→ **問題文 A**: 米生産についてのQ&Aのうち、「Q4.令和5年産米の放射性物」を含む語句で始まり「た米は出荷できないのですか。」で終わる部分を、一字も変えずに返してもらえますか。
→ **問題文 B**: 米生産についてのQ&Aを、最後に示された行の次から続けて書いてもらえますか。

→ **記事**:
****************
米生産についてのQ&A
令和5年9月1日現在
- 基準値とこれまでの米の検査結果について
Q1.米の放射性物質の基準値はどのように設定されているのですか。
Q2.これまでの検査の結果、基準値を超える米はどのくらいあったのですか。 - 令和5年産米の放射性物質検査について
Q3.令和5年産米の放射性物質検査はどのように行うのですか。
Q4.令和5年産米の放射性物質の検査結果に基づく出荷制限の設定・解除に関するルールを教えて下さい。
Q5.令和2年産米から旧避難指示区域等を除いてモニタリング(抽出)検査に移行したのはなぜですか。 - 令和5年産稲の作付制限について
Q6.令和5年産稲の作付制限の対象区域はどこですか。
Q7.令和5年産稲の作付制限区域では、令和6年産以降の稲の作付はどうなるのですか。 - 令和5年度に農地保全・試験栽培を行う区域について
Q8.農地保全・試験栽培とは何ですか。作付制限とは何が異なるのですか。
Q9.令和5年産米の農地保全・試験栽培の対象区域はどこですか。
Q10.農地保全・試験栽培の対象区域では、試験栽培をし、収穫した米は出荷できないのですか。
Q11.管理計画とは何ですか。 - 令和5年度に作付再開準備を行う区域について
Q12.作付再開準備とは何ですか。農地保全・試験栽培とは何が異なるのですか。
****************
→ **提供データ**:

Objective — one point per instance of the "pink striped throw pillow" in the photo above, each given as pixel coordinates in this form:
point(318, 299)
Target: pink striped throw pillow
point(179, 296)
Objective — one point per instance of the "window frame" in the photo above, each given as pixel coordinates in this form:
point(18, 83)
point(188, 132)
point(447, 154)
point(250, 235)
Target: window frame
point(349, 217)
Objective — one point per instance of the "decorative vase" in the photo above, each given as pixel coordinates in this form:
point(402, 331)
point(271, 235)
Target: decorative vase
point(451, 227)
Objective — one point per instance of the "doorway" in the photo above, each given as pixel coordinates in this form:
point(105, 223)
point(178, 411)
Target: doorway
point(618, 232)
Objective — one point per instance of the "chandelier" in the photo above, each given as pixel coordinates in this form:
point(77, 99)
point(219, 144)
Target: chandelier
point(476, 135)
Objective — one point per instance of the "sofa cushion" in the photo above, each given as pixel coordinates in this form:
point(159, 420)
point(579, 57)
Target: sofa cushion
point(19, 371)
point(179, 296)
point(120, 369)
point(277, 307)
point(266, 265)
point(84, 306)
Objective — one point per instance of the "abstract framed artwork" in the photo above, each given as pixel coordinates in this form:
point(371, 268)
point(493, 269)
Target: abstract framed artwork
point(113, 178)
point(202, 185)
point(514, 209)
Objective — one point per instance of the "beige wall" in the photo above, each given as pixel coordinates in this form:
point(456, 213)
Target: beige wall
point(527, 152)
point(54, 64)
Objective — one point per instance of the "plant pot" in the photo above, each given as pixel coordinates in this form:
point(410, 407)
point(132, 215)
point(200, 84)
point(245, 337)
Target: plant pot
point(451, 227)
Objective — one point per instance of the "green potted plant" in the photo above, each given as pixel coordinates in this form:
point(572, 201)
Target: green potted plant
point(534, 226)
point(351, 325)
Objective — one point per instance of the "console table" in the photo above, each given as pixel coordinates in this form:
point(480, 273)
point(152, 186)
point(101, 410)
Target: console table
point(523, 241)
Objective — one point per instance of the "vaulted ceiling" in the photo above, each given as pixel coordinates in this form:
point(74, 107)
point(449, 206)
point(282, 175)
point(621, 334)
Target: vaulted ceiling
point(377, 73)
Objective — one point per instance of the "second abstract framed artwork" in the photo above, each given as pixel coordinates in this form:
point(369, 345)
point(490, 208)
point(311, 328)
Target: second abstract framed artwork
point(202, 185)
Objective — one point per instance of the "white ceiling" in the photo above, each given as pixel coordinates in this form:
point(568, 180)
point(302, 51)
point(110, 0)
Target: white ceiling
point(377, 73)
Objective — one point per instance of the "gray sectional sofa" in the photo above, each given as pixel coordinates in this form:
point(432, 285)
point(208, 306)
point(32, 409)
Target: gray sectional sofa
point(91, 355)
****************
→ **出力結果 A**:
Q4.令和5年産米の放射性物質の検査結果に基づく出荷制限の設定・解除に関するルールを教えて下さい。
Q5.令和2年産米から旧避難指示区域等を除いてモニタリング(抽出)検査に移行したのはなぜですか。 - 令和5年産稲の作付制限について
Q6.令和5年産稲の作付制限の対象区域はどこですか。
Q7.令和5年産稲の作付制限区域では、令和6年産以降の稲の作付はどうなるのですか。 - 令和5年度に農地保全・試験栽培を行う区域について
Q8.農地保全・試験栽培とは何ですか。作付制限とは何が異なるのですか。
Q9.令和5年産米の農地保全・試験栽培の対象区域はどこですか。
Q10.農地保全・試験栽培の対象区域では、試験栽培をし、収穫した米は出荷できないのですか。

→ **出力結果 B**:
Q13.令和5年産米の作付再開準備の対象区域はどこですか。
Q14.作付再開準備の対象区域では、作付が可能でも、収穫した米は出荷できないのですか。 - 令和5年産米の全量生産出荷管理を行う区域について
Q15.全量生産出荷管理とは何ですか。作付再開準備とは何が異なるのですか。 - 令和5年産米の全戸生産出荷管理を行う区域について
Q16.全戸生産出荷管理とは何ですか。 - 精米・米ぬか
Q17.玄米を精米した場合、放射性物質濃度は変わりますか。 - 生産現場での対応
Q18.生産現場で留意すべき点はありますか。
1.基準値とこれまでの米の検査結果について
Q1.米の放射性物質の基準値はどのように設定されているのですか。
A1.食品中の放射性物質の基準値は、食品を食べ続けたときに、その食品に含まれる放射性物質から生涯に受ける影響が十分小さく安全なレベル(年間1ミリシーベルト)となるよう定めています。
放射性セシウムの基準値は、「飲料水」「牛乳」「乳児用食品」「一般食品」の各々について、食品の摂取量等を基に設定されています。米は一般食品に含まれ、放射性セシウムの基準値は100ベクレル/kgです。
(参考)放射性セシウムの基準値
食品群 | 飲料水 | 牛乳 | 一般食品 | 乳幼児用食品 |
基準値(ベクレル/kg) | 10 | 50 | 100 | 50 |
※放射性ストロンチウム、プルトニウム等を含めて基準値を設定
Q2.これまでの検査の結果、基準値を超える米はどのくらいあったのですか。
A2.米については、放射性セシウム濃度が基準値を超えない米のみを出荷するため、作付制限、吸収抑制対策及び収穫後の検査を組み合わせた安全確保の取組を実施しています。
17都県(※1)の基準値超過割合は平成23年産米では2.2 %でしたが、24年産米では0.0008 %、25年産米では0.0003 %、26年産米では0.00002%に減少しました。27年産米以降は、基準値超過はありません。
米の放射性物質の検査結果(令和5年3月31日現在)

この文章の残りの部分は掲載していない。